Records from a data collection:
>>

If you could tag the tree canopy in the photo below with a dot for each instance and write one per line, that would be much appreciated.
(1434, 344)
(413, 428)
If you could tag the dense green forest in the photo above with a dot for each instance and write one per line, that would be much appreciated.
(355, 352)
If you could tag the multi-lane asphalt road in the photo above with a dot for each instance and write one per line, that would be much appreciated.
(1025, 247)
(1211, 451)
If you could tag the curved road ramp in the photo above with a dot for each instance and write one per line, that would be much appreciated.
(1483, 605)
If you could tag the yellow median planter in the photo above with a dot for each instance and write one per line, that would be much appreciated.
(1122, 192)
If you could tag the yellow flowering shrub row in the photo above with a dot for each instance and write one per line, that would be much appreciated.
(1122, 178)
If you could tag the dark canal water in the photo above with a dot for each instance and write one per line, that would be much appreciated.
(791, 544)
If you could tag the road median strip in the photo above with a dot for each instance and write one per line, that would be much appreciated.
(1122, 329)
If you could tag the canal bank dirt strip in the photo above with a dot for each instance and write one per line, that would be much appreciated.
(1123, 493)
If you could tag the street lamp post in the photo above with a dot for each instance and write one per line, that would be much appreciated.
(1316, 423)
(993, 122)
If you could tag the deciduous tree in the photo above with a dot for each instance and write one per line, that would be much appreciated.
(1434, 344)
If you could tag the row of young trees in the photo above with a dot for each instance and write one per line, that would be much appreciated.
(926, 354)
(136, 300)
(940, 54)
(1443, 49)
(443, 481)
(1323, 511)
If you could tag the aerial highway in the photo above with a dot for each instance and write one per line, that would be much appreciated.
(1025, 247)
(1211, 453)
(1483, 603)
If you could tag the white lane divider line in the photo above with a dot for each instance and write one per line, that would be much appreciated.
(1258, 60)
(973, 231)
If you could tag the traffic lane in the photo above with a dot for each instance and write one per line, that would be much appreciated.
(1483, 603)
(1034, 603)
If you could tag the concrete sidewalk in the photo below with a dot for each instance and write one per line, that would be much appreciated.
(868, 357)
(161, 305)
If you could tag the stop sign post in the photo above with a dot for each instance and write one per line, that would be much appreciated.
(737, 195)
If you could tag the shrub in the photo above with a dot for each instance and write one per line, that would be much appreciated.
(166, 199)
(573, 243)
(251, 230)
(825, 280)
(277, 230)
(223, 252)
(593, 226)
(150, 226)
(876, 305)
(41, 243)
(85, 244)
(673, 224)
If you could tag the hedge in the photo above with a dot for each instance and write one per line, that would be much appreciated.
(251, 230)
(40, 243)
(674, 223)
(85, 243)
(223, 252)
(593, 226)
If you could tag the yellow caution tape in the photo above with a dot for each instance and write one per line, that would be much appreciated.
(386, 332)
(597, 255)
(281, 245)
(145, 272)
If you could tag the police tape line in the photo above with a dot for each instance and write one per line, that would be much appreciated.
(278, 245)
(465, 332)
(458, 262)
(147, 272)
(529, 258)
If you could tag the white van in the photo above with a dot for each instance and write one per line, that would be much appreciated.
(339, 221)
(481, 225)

<<

* Assignment:
The full set of entries must be printed again without any alteration.

* Exercise output:
If you could tag the tree canopy in the photo below with a dot for each instance and write one per line, that would be much appreciated.
(1434, 344)
(413, 428)
If you could tag the dense green forest in the photo above with a dot for each instance and write one per line, that would be much appreciated.
(355, 352)
If you could tag the multi-lane asphalt road in the photo above with a dot for each instance and write one per line, that would be much appreciated.
(1025, 247)
(1211, 451)
If you could tag the curved road ramp in the photo above with a dot for each instance and write one per line, that would be much appreciated.
(1483, 605)
If you could tag the yellow median planter in the photo above with a dot for each instance and write one per line, that would be much appreciated.
(1122, 192)
If you could tag the yellow flowering shrub row in the photo above with a dot for each instance and write one per line, that would be much appreciated.
(1122, 178)
If you could tag the dark canal water in the photo above with a dot for each instance and write one per line, that would be much appreciated.
(791, 544)
If you could tag the road median strip in the photo above with a dot for each instance and write one per line, that would be much appreciated.
(1122, 329)
If you could tag the canal bank dirt strip in the photo above with a dot for each instance and write one per line, that would be much appreciated.
(1123, 493)
If you could tag the street lamp post in the photo above with a dot for each instance and write one per line, that would be much appreciated.
(1316, 423)
(993, 122)
If you could tag the deciduous tree in the photo above with a dot for each instance and write one per line, that would be much appreciated.
(1434, 344)
If you could tag the row of young trees in the photo above with a dot for each instance and write one per line, that would be much appreciated.
(926, 354)
(136, 300)
(940, 54)
(1443, 49)
(443, 481)
(1323, 511)
If you could tag the aerial highway in the photo above with a dot for each instance and write one per line, that would be much appreciated.
(1025, 247)
(1211, 453)
(1483, 603)
If you could tag the white lane divider line in the photo above with a dot for each instance and write one per line, that would be much appreciated.
(1258, 60)
(973, 231)
If you could tag the traffic lane in the photo above with a dot for each instance and write one per line, that would be much appreciated.
(1483, 603)
(1034, 603)
If you could tag the concrete sidewalk in the photo below with a dot for each instance and write one per line, that would be much appreciated.
(868, 357)
(161, 305)
If you could tag the stop sign post in the photo above with a dot for each instance and write one per line, that would be much appreciated.
(737, 195)
If you could tag the shrub in the photo above with a dot for each instance and write one per line, that would be much appreciated.
(166, 199)
(573, 243)
(251, 230)
(825, 280)
(277, 230)
(223, 252)
(593, 226)
(150, 226)
(876, 305)
(41, 243)
(85, 244)
(673, 224)
If you could tag the hedge in the photo above with a dot for each instance and write one per line, that would be much appreciated.
(251, 230)
(40, 243)
(674, 223)
(85, 243)
(223, 252)
(593, 226)
If you could tag the yellow caution tape in the photo above with a dot for each instance and write one per line, that would be much appreciated.
(386, 332)
(597, 255)
(281, 245)
(145, 272)
If you could tag the police tape line in the photo above with a dot for each instance and write one per line, that would be much appreciated.
(278, 245)
(465, 332)
(458, 262)
(147, 272)
(529, 258)
If you could tag the white van in the photo above with a dot for each instance and write one per line, that would be much appreciated.
(339, 221)
(481, 225)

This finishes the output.